(RECORDS SHOWN begins)

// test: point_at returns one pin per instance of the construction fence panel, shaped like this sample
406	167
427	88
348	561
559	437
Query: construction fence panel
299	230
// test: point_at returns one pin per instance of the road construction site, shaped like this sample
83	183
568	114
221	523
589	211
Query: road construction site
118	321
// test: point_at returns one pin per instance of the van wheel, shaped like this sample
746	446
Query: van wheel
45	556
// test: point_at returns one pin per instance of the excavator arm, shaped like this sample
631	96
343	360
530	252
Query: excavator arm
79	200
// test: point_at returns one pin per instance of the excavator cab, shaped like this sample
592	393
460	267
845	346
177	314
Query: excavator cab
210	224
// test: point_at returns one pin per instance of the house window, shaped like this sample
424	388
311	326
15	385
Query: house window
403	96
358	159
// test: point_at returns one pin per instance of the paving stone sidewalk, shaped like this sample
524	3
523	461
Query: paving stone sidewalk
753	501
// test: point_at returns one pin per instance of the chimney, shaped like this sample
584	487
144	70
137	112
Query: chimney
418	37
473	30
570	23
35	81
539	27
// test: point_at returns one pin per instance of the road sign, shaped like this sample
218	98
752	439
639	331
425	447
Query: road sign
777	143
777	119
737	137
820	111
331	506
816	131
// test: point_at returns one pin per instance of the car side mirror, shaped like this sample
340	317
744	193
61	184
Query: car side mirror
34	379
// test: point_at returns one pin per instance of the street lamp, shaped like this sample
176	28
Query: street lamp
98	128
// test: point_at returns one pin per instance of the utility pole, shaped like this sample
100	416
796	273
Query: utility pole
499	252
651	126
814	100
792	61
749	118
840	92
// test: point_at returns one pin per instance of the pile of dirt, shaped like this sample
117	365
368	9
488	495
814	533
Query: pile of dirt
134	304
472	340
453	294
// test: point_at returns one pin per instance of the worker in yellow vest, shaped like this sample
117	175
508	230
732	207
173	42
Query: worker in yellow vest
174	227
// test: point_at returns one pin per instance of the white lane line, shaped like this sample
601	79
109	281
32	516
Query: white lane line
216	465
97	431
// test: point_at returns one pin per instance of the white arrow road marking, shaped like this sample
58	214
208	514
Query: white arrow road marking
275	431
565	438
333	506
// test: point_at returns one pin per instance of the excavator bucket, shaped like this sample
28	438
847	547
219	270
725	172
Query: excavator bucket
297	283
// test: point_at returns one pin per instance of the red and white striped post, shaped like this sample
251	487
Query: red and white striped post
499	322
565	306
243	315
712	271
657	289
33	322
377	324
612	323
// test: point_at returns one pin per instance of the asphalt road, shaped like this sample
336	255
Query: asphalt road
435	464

(RECORDS SHOWN ends)

_WORK INSTRUCTION:_ Restate each of the records exactly, leaving nothing out.

_EXPECTED ANSWER:_
// test: point_at returns one pin per instance of the construction fence panel, shaped like this sample
406	167
427	88
348	561
559	437
Query: construction fence panel
299	230
// test: point_at returns one pin per instance of the road construction site, shaped like this sample
83	183
568	114
221	523
589	211
Query: road construction site
118	321
// test: point_at returns one pin per instance of the van wheel, shaped like this sample
746	446
Query: van wheel
45	556
// test: point_at returns one pin per instance of the excavator arm, shaped like this sample
631	96
343	360
530	252
Query: excavator arm
79	200
// test: point_at returns one pin per instance of the excavator cab, shaped like this sample
592	393
460	267
845	346
177	314
Query: excavator cab
210	224
// test: point_at returns one pin per instance of the house window, shaped like this sample
424	388
311	326
15	385
Query: house window
403	96
358	159
// test: point_at returns one pin per instance of the paving stone sidewalk, shaped like this sample
524	3
523	461
Query: paving stone sidewalk
753	501
// test: point_at returns one pin per instance of the chimney, shaped like this sample
584	487
144	70
137	112
Query: chimney
418	37
473	30
570	23
35	81
539	27
// test: point_at returns one pin per instance of the road sign, shaped like this sample
218	98
752	439
639	331
425	447
Query: road sign
777	143
777	119
737	137
820	111
331	506
816	131
// test: point_at returns one pin per instance of the car side mirror, shaped like this sample
340	317
744	193
61	184
Query: car side mirror
34	379
// test: point_at returns one pin per instance of the street lamp, shaped like this sample
176	28
Query: street lamp
98	128
// test: point_at returns one pin per instance of the utility pole, shaped like this sample
100	416
796	273
Query: utility pole
499	252
651	126
814	100
792	61
749	118
840	92
// test: point_at returns one pin per instance of the pile of dirt, shaped like this sample
117	365
368	9
488	495
814	533
Query: pile of dirt
134	304
472	340
453	294
// test: point_at returns one pin per instance of the worker in yellow vest, shaped like this sample
117	175
508	230
732	207
173	42
Query: worker in yellow vest
174	227
// test: point_at returns one pin per instance of the white lane line, shaped like this sample
601	79
109	281
32	516
Query: white lane line
216	465
97	431
// test: point_at returns one pin per instance of the white arrow road marking, shaped like this sample
58	214
208	514
Query: white arrow road marking
275	431
565	438
333	506
// test: point_at returns one pin per instance of the excavator bucket, shaped like this sample
28	438
847	547
219	270
725	172
Query: excavator bucket
297	283
// test: point_at returns one pin per instance of the red and white striped post, shaped like this sample
251	487
Query: red and white striped post
499	322
565	306
243	315
712	271
657	289
33	322
377	324
612	323
// test: point_at returns one pin per instance of the asphalt road, shaped like this sample
336	255
Query: asphalt road
435	464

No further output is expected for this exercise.